Source text:
↓

From the story of the teenage girl whose “selfie” to one boy went viral, to the teenage boy who disconnected from his family because of the time he spent playing video games, the documentary, Screenagers shows a series of vignettes to communicate the complexity of a modern parenting challenge: managing your children’s screen time in an age of ubiquitous digital content.
Who should watch the film?
The creator and director of this documentary is Delaney Ruston, an award-winning filmmaker, physician, and mother of two. On the film’s promotional website Ruston frames the issue of children’s addiction to smart phones, gaming, and screen time in general as “one of the most difficult parenting issues we have ever faced”.
Ruston is “passionate about having the film be a vehicle to bring parents, educators and kids together for post-screening discussions so change can happen not just in our homes but in our schools and communities.”
Even though it is intended for all, the documentary is filmed from a parent’s perspective. What was very interesting is that the children and adults laughed at different times. Parents laughed at the images of kids being lost in digital worlds. The kids, meanwhile, laughed at the naiveté of the adults. It was the generation gap in real time.

↑

Material provided:
↓

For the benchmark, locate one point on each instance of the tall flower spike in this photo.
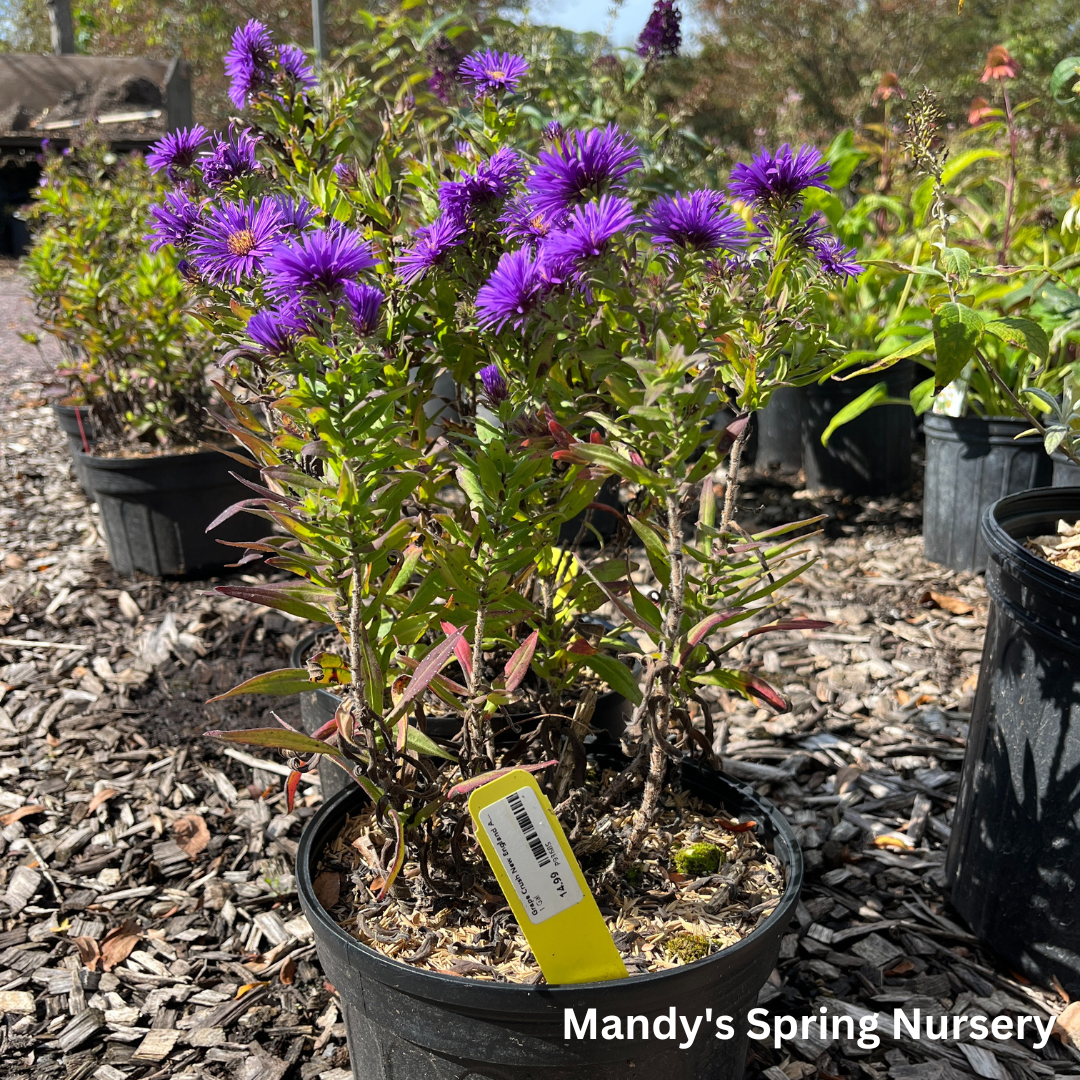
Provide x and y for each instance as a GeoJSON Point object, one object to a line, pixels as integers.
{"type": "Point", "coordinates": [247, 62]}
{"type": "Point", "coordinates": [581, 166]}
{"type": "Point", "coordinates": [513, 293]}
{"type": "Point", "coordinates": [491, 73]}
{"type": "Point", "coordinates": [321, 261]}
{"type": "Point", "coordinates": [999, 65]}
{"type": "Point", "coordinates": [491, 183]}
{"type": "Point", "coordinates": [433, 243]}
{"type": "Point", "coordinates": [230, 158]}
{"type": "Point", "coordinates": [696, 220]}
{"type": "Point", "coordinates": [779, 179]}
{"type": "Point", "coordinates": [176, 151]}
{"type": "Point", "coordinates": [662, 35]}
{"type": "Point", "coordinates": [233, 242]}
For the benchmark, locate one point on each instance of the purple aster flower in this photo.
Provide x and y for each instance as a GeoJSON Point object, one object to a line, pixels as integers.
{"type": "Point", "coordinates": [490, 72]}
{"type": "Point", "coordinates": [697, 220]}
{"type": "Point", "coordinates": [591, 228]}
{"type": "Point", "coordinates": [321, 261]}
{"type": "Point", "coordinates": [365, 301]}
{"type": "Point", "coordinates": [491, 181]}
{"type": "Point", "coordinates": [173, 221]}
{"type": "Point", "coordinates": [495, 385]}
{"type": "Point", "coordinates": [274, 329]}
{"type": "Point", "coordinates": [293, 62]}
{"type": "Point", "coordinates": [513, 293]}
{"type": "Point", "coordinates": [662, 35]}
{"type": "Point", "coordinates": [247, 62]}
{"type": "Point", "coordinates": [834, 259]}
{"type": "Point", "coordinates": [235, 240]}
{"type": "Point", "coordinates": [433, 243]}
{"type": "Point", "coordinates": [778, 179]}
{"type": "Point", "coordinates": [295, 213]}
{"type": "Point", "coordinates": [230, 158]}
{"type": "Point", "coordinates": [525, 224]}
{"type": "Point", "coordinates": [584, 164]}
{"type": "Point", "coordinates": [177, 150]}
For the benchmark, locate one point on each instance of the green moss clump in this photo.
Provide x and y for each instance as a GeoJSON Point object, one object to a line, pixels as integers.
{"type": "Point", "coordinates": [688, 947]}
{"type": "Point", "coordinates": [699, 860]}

↑
↓

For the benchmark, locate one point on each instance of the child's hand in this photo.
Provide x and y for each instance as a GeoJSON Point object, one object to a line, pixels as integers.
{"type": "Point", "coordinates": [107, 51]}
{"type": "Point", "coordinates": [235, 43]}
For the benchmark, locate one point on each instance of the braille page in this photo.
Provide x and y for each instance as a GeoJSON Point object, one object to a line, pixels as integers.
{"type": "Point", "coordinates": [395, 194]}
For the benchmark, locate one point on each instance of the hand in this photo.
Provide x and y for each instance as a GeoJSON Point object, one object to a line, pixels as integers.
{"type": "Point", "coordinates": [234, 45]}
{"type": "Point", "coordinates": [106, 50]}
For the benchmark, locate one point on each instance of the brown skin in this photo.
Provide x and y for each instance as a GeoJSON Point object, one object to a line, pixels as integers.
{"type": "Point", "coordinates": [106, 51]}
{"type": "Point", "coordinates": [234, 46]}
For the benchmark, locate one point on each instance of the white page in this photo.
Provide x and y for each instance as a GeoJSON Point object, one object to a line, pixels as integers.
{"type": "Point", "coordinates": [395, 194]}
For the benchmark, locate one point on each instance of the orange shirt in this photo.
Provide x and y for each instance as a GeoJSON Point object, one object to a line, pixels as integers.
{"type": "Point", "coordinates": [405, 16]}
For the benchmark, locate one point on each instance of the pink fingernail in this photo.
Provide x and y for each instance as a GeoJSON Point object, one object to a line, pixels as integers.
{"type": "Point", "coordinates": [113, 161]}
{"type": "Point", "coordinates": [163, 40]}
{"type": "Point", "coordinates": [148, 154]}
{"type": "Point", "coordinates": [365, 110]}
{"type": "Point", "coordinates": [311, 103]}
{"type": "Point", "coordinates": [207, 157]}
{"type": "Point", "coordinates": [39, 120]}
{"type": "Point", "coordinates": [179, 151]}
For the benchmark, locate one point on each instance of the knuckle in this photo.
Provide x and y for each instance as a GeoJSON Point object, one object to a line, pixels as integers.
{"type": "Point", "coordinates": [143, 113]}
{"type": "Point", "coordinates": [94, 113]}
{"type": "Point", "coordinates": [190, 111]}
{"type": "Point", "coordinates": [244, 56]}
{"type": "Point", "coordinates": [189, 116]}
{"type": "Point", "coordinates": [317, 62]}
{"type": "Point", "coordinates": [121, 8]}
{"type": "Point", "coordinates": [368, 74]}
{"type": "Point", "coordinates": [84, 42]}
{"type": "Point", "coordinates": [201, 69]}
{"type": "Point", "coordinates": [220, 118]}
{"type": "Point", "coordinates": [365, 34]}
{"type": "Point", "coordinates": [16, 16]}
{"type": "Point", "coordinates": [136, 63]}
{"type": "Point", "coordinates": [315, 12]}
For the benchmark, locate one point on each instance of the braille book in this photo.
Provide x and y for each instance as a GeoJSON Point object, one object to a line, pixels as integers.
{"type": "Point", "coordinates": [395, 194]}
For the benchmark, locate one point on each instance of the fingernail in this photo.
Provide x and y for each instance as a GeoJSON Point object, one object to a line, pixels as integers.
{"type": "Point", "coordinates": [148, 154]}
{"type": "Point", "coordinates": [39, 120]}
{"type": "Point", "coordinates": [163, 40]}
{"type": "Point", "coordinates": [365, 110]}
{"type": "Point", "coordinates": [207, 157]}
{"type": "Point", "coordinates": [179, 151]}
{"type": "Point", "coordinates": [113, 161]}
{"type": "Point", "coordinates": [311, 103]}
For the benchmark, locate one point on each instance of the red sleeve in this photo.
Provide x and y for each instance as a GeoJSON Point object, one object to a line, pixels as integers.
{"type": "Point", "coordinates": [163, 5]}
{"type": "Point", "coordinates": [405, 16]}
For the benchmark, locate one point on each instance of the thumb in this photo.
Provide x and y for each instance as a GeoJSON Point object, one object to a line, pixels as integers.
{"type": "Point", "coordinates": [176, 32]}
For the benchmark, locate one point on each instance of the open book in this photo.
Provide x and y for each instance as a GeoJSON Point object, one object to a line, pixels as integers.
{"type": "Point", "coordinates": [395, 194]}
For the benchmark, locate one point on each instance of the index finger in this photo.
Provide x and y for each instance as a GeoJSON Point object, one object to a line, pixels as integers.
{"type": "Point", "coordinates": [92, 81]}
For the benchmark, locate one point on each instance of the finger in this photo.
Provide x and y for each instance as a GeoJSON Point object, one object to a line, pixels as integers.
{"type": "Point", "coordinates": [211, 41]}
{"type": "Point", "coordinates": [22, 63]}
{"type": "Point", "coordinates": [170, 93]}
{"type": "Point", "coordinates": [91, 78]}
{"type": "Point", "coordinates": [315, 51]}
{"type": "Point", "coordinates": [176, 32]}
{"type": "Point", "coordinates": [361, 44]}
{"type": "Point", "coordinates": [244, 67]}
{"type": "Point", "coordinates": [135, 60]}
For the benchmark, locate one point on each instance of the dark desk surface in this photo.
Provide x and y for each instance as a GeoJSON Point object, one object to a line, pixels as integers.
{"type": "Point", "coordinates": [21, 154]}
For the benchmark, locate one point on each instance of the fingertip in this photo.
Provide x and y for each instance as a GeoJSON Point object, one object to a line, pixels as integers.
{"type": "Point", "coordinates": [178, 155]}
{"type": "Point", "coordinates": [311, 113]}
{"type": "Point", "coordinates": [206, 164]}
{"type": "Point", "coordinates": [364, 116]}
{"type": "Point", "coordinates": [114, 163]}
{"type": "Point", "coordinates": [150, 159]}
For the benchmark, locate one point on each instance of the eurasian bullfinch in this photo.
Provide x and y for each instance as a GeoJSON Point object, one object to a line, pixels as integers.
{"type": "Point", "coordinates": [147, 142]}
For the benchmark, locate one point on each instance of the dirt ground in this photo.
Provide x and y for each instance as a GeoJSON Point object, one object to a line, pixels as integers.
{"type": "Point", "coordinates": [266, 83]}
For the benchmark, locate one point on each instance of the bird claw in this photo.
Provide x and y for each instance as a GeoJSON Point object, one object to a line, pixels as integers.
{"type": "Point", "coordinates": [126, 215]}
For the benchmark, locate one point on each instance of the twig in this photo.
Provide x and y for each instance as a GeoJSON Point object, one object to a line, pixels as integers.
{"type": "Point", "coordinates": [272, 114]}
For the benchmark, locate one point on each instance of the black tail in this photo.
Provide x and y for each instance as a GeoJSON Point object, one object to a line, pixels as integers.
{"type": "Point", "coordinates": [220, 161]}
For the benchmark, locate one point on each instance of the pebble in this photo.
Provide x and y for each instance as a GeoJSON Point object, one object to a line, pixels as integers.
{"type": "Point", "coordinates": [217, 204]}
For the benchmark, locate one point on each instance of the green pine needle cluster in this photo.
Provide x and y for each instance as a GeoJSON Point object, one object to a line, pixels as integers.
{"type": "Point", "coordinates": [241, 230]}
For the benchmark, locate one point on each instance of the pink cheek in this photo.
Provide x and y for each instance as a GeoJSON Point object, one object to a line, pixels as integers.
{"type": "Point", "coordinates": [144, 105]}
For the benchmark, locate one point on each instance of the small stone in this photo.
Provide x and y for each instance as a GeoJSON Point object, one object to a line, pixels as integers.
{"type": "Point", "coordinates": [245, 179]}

↑
↓

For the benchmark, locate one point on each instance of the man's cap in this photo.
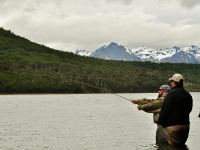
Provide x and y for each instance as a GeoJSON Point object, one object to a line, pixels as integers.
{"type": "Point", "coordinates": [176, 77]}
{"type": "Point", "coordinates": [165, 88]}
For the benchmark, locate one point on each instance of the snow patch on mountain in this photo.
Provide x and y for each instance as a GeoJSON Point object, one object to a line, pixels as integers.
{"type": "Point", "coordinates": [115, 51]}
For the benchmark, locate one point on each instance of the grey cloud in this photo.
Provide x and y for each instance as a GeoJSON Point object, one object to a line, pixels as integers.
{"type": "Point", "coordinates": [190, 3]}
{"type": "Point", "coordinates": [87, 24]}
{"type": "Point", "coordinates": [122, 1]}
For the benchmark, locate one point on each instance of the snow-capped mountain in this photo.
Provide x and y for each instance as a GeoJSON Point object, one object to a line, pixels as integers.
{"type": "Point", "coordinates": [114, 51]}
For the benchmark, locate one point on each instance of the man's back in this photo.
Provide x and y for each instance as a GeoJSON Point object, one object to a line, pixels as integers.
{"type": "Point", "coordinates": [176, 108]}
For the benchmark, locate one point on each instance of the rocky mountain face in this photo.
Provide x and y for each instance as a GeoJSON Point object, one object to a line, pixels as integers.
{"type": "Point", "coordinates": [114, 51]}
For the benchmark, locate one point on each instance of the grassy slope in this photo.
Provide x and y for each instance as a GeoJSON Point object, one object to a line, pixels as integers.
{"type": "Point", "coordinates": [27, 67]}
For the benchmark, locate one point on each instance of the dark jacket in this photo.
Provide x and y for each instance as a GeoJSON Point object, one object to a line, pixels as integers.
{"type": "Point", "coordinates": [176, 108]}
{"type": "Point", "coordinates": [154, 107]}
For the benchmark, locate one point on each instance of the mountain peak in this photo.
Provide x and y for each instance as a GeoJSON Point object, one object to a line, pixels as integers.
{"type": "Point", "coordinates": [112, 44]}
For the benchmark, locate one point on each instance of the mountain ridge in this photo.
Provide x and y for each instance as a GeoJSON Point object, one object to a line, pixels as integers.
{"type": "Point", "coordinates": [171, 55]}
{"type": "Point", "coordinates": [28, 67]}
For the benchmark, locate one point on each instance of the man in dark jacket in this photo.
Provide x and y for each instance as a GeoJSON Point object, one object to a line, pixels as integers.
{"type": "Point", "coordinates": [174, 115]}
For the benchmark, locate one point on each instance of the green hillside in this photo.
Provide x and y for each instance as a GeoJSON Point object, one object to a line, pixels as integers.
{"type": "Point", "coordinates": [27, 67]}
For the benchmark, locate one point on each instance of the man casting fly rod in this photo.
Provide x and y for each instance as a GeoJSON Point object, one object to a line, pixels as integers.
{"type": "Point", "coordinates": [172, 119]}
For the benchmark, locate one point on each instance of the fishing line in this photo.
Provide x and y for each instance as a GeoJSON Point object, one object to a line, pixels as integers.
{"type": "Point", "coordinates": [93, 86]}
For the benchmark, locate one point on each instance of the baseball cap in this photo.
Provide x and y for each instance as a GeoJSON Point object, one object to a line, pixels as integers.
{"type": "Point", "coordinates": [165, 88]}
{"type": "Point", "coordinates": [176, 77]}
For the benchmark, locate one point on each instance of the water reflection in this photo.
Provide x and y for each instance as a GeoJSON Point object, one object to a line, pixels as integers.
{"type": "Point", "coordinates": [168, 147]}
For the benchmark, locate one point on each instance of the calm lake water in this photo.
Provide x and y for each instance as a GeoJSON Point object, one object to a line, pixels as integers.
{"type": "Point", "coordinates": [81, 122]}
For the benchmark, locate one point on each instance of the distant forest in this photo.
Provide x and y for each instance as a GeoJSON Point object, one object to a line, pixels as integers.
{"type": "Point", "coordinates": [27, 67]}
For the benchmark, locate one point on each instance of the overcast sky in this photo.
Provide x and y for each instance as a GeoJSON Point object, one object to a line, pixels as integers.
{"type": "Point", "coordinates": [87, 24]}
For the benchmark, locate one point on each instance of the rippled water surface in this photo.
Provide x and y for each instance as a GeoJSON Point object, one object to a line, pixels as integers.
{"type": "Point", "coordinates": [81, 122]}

↑

Work instruction A: According to the text on Screenagers, how is Delaney Ruston described besides being the film's creator and director?
Work instruction B: Rewrite the passage from the text on Screenagers that begins with "From the story" and ends with "ubiquitous digital content.", substituting "film" for "documentary".

Answer A: She is an award-winning filmmaker, physician, and mother of two.

Answer B:
From the story of the teenage girl whose “selfie” to one boy went viral, to the teenage boy who disconnected from his family because of the time he spent playing video games, the film, Screenagers shows a series of vignettes to communicate the complexity of a modern parenting challenge: managing your children’s screen time in an age of ubiquitous digital content.